╭─ Records

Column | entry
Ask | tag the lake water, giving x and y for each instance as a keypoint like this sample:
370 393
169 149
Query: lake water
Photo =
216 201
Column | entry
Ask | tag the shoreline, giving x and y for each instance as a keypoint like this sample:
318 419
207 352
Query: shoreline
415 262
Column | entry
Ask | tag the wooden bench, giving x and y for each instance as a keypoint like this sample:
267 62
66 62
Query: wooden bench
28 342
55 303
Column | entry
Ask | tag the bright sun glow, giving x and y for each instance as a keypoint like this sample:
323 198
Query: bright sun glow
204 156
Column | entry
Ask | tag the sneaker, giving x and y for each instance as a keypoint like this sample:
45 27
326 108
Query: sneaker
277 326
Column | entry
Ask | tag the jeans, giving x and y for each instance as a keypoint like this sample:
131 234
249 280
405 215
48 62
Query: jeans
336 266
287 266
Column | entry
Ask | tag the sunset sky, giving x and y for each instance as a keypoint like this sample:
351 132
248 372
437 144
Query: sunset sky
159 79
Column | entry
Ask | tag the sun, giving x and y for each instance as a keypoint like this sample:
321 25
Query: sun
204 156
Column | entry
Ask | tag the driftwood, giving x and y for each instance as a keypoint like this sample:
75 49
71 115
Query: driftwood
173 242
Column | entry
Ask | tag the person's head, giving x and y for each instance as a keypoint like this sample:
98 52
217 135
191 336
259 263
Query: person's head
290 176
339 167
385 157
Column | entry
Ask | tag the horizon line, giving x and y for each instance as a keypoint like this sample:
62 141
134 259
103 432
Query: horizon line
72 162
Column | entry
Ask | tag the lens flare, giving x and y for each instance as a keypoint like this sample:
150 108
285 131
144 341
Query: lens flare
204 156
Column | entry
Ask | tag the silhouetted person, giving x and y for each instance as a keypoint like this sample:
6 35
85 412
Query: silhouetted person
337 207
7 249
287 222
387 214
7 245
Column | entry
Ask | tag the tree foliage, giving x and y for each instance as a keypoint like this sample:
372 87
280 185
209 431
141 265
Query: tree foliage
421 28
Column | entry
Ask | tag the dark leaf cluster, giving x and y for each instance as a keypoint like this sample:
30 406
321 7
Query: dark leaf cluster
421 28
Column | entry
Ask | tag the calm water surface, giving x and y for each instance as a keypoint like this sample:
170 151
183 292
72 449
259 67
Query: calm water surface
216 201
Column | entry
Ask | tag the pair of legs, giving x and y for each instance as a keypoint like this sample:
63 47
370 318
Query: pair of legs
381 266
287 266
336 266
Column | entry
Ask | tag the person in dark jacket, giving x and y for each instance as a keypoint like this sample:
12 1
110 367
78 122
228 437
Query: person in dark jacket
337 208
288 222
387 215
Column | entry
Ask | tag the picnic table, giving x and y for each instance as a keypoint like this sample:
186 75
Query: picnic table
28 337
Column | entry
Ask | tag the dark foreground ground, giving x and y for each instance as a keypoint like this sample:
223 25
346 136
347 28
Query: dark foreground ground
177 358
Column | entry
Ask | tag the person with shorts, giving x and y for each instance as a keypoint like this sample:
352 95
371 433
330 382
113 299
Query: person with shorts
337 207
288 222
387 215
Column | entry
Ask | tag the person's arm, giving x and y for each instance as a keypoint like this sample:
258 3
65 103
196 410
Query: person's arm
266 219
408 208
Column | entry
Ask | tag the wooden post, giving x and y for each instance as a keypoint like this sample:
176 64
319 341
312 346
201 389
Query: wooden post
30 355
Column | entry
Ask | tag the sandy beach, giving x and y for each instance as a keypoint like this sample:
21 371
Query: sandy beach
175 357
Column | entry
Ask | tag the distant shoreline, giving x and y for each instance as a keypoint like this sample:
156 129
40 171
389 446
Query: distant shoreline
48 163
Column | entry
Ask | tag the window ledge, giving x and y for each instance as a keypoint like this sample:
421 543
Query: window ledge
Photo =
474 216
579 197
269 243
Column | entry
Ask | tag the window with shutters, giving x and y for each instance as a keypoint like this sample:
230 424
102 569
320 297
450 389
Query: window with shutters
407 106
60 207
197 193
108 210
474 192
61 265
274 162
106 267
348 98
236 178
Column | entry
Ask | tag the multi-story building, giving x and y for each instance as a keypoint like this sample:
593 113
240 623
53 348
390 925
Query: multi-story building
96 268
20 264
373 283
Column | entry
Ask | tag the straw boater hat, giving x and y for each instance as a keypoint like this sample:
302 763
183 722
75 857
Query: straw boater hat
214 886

╰─

**Your goal:** Report the number of lines in the records that include the string "ledge", and write no other words.

**Task output:** 2